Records
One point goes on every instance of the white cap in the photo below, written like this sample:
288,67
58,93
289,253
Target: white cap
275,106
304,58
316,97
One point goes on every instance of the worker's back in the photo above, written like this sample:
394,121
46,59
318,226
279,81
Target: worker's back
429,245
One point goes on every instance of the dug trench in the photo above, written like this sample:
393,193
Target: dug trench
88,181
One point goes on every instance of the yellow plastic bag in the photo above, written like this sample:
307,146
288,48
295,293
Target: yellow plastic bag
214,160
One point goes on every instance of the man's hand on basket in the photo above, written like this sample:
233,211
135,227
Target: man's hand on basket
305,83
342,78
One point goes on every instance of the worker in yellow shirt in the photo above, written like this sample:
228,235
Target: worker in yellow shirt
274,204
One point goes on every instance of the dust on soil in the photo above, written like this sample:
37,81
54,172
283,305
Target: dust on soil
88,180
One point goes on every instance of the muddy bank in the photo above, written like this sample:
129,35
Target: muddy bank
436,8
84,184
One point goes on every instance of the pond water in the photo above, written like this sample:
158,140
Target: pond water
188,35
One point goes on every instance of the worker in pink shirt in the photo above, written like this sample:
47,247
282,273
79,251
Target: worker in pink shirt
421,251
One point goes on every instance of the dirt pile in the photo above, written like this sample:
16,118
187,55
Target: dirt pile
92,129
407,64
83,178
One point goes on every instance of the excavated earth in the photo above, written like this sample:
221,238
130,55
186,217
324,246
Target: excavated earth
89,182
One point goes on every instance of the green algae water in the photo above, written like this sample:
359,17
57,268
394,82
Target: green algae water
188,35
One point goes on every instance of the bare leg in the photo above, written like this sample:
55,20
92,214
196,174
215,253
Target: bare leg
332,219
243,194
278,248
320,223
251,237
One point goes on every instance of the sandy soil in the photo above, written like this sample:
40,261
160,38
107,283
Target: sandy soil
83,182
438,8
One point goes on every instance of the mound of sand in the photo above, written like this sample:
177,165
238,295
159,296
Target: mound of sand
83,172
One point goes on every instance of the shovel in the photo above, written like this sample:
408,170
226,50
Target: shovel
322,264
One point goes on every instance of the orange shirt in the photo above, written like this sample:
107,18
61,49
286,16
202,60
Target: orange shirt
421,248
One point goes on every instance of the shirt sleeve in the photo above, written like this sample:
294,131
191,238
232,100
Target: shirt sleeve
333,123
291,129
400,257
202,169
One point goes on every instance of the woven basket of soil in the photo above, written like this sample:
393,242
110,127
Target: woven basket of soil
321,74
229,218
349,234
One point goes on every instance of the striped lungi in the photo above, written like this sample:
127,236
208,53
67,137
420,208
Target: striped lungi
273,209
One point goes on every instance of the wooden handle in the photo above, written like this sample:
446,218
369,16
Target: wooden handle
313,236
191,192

- INSTRUCTIONS TO FOLLOW -
Please repeat the material above, word for word and in full.

- REPLY TO THE EXERCISE -
One point goes on every instance of the white cap in the photo below, written like this sample:
288,67
58,93
289,253
Target: white cap
275,106
304,58
316,97
One point goes on every instance of the worker's back in the photo above, written like this sample:
394,121
46,59
318,226
279,81
Target: worker's back
429,245
One point goes on every instance of the dug trench in the photo above, written like this sample:
393,193
Target: dug trench
88,181
One point goes on every instance of the yellow plastic bag in the photo above, written like this sample:
307,146
288,48
295,293
Target: yellow plastic bag
214,160
One point goes on every instance of the man's hand on basket in the photo above, written like this sample:
233,211
135,227
Target: man's hand on basket
305,83
342,78
One point goes on every instance of the worker in yellow shirt in the photo above, written like this sample:
228,235
Target: worker in yellow shirt
274,204
One point goes on every instance of the dust on soil in the photo above, written like this sample:
37,81
54,172
283,305
Target: dust on soil
88,180
One point goes on every instance of the muddy bank in the photo above, written like this sample:
129,35
Target: muddy bank
436,8
84,184
One point goes on every instance of the pond water in the photo above, written like this sample:
158,140
Target: pond water
188,35
One point goes on every instance of the worker in pink shirt in the photo above, written like this sample:
47,247
282,273
79,251
Target: worker in pink shirt
421,251
One point goes on every instance of the dirt pile in the photo above, written like this sample:
16,118
187,55
Target: dirt pile
92,129
407,64
83,178
One point goes on every instance of the excavated earth in the photo above, written like this sample:
221,238
130,55
186,217
324,246
Target: excavated earth
89,182
One point goes on every instance of the green algae water in the photo above, written like this sample:
359,17
57,268
394,82
Target: green algae water
188,35
One point goes on every instance of the bare leg in the photo above, written like this sample:
55,20
92,214
196,174
215,253
Target: bare leg
332,219
243,194
278,248
320,223
251,237
One point goes on every instance of the sandy soil in the photo above, written like this sample:
40,261
160,38
107,283
Target: sandy soil
83,182
438,8
One point goes on every instance of the mound of sand in the photo above, written like this sample:
177,165
238,295
159,296
Target: mound of sand
83,172
One point goes on every instance of the shovel in the photo above, written like this sample:
408,170
226,50
Target: shovel
322,264
One point goes on every instance of the orange shirt in the photo above, written like this sample:
107,18
61,49
286,16
202,60
Target: orange shirt
421,248
One point goes on every instance of the shirt sleeve in the photo above, written like this sample:
294,131
191,238
232,100
Target: shirt sleeve
333,123
291,129
400,257
202,169
One point goes on every instance of the woven basket of soil in the photo above, written like this sample:
393,242
110,127
Target: woven basket of soil
321,74
229,218
349,234
One point goes on every instance of the striped lungi in the photo above, written like this sample:
127,236
208,53
67,137
420,208
Target: striped lungi
273,209
One point goes on every instance of the wooden handle in the photo above, written like this sample:
446,218
369,16
Target: wooden handle
313,236
191,192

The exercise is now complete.